→ WORK INSTRUCTIONS: Pick up the text on Emory's partners in patient care, research, and teaching after its last sentence, and continue it in the same style.

Additional Partners in Patient Care, Research, and Teaching
Last Updated: December 05, 2022
  • Georgia Clinical & Translational Science Alliance (Georgia CTSA) Emory is the lead partner in the Georgia CTSA, a consortium funded by the NIH and created to translate laboratory discoveries into treatments for patients, engage communities in clinical research efforts, and train the next generation of clinical investigators. Other Georgia CTSA academic partners include Morehouse School of Medicine, Georgia Institute of Technology, and University of Georgia. 

  • Centers for Disease Control and Prevention (CDC)

    Emory and CDC have a number of research contracts and consulting partnerships. Emory University Hospital’s Serious Communicable Diseases Unit, where the first patients in the U.S. with Ebola virus disease were treated, was built in collaboration with CDC. Emory faculty serve as advisers on public health committees throughout CDC, and CDC officers frequently serve as adjunct faculty in Emory’s schools of public health and medicine.

→ DATA UNDER STUDY:
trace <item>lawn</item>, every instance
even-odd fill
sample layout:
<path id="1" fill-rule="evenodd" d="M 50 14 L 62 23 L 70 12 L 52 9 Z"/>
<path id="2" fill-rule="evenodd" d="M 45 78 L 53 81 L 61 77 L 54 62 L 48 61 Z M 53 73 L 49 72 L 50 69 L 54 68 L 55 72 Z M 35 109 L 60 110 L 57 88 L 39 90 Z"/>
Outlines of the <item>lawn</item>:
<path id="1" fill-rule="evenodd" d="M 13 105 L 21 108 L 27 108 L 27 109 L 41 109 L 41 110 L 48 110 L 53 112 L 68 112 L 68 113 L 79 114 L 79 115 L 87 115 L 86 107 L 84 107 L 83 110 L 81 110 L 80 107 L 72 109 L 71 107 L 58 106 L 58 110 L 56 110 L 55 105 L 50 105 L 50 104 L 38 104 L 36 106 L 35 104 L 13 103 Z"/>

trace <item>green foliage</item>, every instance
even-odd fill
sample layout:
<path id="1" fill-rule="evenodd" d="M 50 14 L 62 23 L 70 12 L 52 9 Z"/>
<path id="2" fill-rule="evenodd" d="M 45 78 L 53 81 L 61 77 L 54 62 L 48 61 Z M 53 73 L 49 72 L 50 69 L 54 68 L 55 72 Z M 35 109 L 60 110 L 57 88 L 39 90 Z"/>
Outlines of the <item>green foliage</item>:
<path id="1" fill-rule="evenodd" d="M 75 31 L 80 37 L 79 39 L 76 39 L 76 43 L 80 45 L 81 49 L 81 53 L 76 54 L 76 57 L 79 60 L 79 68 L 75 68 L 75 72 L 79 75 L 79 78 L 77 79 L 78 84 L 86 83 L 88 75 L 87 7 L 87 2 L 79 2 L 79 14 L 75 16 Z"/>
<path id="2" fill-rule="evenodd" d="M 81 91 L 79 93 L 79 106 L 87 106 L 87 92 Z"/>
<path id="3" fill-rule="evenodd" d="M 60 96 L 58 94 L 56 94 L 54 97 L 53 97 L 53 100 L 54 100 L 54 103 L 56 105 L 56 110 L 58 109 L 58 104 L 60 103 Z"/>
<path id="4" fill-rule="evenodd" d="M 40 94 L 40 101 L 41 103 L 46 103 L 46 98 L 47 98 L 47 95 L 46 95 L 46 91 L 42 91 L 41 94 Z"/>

→ RESPONSE BOX:
  • Georgia Center for Oncology Research and Education (Georgia CORE) Winship Cancer Institute works with Georgia CORE to partner with community-based physicians to make more clinical trials of new cancer treatments available to patients throughout the state.
     
  • Georgia Institute of Technology

    Emory and Georgia Tech share a joint biomedical engineering department ranked third in the nation by U.S. News & World Report. The two institutions also collaborate on initiatives in nanotechnology, vaccine delivery, clean air and water, health services research, regenerative medicine, bioinformatics, neurosciences, pediatrics, medical devices, immunoengineering, robotics, and design of “smart” equipment and facilities to help the elderly and disabled. 
  • Georgia Research Alliance (GRA)

    The GRA is a partnership of business, research universities, and state government that fosters economic development. Through the GRA, the state invests in Emory eminent scholars and research in nanotechnology, cancer, pediatrics, screening for new drugs, vaccines, AIDS and other infectious diseases, immunology, transplantation, clinical trials, bioinformatics, autism, imaging, cystic fibrosis, addiction, obesity, and Alzheimer’s disease. 
  • Morehouse School of Medicine

    Emory’s School of Medicine partners with Morehouse in serving patients at Grady Memorial Hospital (see page 12) and in training Morehouse residents. The two schools also partner in research through the Georgia CTSA (see above) and other research initiatives. 
  • University of Georgia (UGA)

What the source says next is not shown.